* [Set problem]: Reproduce the lines of the data between the line containing "white garage door -> box" and the line containing "(149, 47), (167, 66)", inclusive, exactly as they appear.

* [Raw data]:
----

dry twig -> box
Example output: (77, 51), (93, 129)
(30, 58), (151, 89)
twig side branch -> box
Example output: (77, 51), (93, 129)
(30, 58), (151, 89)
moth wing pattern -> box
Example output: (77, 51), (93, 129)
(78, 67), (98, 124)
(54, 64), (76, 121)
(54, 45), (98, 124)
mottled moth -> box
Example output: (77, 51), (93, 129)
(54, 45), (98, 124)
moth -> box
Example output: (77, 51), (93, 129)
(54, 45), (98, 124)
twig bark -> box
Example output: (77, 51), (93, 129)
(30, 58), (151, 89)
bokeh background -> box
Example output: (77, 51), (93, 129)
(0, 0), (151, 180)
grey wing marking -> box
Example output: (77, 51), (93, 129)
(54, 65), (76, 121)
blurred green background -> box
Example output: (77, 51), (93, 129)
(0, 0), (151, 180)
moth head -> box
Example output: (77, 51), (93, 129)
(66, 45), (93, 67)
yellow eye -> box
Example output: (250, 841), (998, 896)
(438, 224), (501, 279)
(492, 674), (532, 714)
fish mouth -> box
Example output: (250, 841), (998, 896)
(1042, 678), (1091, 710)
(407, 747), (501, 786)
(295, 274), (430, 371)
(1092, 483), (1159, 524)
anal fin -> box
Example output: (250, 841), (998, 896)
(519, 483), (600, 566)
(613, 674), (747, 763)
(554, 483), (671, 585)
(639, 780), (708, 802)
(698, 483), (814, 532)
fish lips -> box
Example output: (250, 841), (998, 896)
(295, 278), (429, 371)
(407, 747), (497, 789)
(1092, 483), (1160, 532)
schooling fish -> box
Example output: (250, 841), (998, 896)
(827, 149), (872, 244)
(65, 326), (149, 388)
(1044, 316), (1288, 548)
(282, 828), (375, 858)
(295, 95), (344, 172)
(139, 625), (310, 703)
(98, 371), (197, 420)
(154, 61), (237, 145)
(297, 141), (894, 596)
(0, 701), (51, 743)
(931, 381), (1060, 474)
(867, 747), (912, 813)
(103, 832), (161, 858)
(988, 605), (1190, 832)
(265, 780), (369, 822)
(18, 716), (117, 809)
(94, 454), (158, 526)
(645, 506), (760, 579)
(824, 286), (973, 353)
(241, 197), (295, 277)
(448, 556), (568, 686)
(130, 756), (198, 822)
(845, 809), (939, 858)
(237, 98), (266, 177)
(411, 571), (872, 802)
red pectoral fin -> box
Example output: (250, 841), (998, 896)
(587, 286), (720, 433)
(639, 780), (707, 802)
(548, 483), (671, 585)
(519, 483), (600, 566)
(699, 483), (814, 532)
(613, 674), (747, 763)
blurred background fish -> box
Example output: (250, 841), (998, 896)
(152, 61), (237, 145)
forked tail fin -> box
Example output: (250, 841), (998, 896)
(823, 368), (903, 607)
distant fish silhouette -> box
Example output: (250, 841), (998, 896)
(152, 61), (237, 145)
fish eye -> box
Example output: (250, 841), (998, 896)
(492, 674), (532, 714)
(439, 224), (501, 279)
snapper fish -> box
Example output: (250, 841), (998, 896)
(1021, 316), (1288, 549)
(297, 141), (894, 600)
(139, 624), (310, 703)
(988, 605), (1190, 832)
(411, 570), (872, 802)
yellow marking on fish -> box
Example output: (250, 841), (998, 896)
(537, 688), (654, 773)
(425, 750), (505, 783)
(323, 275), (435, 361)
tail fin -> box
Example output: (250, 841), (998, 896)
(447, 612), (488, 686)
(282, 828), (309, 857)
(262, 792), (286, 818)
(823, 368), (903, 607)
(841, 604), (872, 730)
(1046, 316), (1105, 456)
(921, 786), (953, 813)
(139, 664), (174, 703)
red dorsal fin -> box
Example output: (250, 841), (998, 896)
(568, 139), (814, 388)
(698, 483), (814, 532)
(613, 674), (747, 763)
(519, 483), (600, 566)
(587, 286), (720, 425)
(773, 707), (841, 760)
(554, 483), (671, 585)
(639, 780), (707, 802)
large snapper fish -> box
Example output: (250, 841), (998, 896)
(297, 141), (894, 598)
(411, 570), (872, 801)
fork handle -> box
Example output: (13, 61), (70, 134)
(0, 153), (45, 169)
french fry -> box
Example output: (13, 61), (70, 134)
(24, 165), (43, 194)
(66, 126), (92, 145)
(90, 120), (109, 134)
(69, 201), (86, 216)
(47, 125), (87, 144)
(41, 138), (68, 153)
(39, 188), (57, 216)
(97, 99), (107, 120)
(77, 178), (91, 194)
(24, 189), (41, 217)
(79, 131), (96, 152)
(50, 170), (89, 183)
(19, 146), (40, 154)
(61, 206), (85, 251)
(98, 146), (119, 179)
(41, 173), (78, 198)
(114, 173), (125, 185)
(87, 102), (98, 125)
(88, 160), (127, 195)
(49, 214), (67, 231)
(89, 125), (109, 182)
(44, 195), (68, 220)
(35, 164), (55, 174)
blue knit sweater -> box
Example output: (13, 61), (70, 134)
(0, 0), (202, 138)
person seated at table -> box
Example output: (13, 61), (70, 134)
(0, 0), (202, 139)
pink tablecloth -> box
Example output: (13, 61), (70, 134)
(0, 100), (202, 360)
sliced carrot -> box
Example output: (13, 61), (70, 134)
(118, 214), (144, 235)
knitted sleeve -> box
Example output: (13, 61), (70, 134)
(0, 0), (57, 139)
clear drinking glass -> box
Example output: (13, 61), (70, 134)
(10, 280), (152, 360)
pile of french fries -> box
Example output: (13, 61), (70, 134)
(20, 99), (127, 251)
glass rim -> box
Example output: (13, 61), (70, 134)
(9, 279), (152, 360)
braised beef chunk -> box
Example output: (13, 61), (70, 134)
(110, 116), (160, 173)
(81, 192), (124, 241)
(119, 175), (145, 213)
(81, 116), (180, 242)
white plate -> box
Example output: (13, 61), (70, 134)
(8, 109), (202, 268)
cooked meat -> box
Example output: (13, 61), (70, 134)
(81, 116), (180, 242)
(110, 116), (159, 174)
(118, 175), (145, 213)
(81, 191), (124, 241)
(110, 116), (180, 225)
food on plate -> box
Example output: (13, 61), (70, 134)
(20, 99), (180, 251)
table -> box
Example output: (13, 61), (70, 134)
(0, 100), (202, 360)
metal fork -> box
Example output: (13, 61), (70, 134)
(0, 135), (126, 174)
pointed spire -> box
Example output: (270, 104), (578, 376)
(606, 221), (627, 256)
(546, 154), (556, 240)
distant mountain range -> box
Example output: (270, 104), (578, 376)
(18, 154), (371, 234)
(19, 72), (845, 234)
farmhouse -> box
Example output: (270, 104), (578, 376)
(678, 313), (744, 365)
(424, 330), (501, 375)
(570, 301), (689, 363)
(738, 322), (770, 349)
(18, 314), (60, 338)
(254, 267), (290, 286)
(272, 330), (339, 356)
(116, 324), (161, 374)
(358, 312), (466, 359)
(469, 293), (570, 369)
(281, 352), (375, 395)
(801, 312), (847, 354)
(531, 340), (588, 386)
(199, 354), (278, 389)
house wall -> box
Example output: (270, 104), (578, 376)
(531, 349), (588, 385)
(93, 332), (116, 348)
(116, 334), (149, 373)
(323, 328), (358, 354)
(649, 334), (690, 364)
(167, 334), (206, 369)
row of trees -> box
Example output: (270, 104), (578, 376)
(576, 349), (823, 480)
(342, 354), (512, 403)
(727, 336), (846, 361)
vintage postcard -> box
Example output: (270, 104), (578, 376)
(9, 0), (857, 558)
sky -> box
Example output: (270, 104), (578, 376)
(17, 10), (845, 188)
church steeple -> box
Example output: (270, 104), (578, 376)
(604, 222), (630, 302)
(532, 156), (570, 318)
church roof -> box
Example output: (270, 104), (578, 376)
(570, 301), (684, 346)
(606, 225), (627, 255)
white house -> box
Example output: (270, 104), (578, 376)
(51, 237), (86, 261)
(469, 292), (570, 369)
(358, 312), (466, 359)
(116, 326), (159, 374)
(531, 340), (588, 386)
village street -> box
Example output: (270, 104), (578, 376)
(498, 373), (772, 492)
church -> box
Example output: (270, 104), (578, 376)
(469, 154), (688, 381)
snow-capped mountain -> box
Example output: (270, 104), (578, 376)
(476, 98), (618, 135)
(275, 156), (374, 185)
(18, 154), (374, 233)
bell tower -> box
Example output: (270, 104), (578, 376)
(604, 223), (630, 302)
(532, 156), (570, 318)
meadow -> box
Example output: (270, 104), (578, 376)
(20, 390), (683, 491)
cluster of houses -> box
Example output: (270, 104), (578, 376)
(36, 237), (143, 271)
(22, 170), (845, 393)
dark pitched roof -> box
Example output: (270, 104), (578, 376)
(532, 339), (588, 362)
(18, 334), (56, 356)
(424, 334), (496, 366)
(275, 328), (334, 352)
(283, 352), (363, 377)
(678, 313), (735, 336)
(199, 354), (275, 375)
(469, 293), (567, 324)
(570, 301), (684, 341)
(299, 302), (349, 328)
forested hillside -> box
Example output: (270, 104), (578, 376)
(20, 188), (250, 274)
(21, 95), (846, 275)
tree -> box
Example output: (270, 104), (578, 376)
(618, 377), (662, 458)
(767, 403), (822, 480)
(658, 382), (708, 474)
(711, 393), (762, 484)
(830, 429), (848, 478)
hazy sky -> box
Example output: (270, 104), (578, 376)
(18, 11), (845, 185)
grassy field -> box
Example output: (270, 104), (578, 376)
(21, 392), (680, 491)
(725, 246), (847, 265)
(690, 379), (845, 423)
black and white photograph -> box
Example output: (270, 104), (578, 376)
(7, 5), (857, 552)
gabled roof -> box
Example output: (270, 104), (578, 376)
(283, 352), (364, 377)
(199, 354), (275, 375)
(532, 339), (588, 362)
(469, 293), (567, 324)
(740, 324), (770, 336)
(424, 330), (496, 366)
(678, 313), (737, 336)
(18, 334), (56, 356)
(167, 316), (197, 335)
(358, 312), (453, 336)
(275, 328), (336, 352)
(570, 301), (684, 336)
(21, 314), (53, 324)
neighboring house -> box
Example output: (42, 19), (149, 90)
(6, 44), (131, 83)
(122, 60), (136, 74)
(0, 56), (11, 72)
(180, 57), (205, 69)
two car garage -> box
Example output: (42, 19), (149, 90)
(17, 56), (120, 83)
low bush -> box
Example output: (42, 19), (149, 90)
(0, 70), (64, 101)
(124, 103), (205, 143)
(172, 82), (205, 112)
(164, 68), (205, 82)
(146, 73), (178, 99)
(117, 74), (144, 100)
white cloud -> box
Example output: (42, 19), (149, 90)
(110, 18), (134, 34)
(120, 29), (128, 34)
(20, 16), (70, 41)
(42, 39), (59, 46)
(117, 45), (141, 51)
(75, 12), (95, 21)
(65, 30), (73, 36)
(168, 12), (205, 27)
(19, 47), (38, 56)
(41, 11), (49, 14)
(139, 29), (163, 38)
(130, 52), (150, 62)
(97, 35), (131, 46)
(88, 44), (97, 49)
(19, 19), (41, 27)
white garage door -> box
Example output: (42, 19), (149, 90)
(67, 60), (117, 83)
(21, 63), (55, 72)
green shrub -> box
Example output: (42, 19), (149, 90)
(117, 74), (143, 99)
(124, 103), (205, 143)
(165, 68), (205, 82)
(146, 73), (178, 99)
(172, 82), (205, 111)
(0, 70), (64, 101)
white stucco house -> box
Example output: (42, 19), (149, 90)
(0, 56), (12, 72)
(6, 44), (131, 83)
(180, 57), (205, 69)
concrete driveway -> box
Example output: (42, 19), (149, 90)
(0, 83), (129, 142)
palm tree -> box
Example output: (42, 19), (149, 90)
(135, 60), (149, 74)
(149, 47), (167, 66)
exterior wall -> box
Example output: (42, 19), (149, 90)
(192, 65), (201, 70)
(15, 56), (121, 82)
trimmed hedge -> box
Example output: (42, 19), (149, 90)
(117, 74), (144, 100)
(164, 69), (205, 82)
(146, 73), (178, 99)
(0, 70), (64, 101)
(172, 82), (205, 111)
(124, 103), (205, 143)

----

* [Solution]:
white garage door -> box
Example output: (42, 19), (149, 90)
(67, 60), (117, 83)
(21, 63), (55, 72)
green shrub -> box
Example output: (42, 19), (149, 90)
(117, 74), (143, 99)
(124, 103), (205, 143)
(165, 68), (205, 82)
(146, 73), (178, 99)
(172, 82), (205, 111)
(0, 70), (64, 101)
white stucco house -> box
Example output: (42, 19), (149, 90)
(0, 56), (12, 72)
(6, 44), (131, 83)
(180, 57), (205, 69)
concrete driveway -> box
Example output: (42, 19), (149, 90)
(0, 83), (129, 142)
palm tree -> box
Example output: (42, 19), (149, 90)
(135, 60), (149, 74)
(149, 47), (167, 66)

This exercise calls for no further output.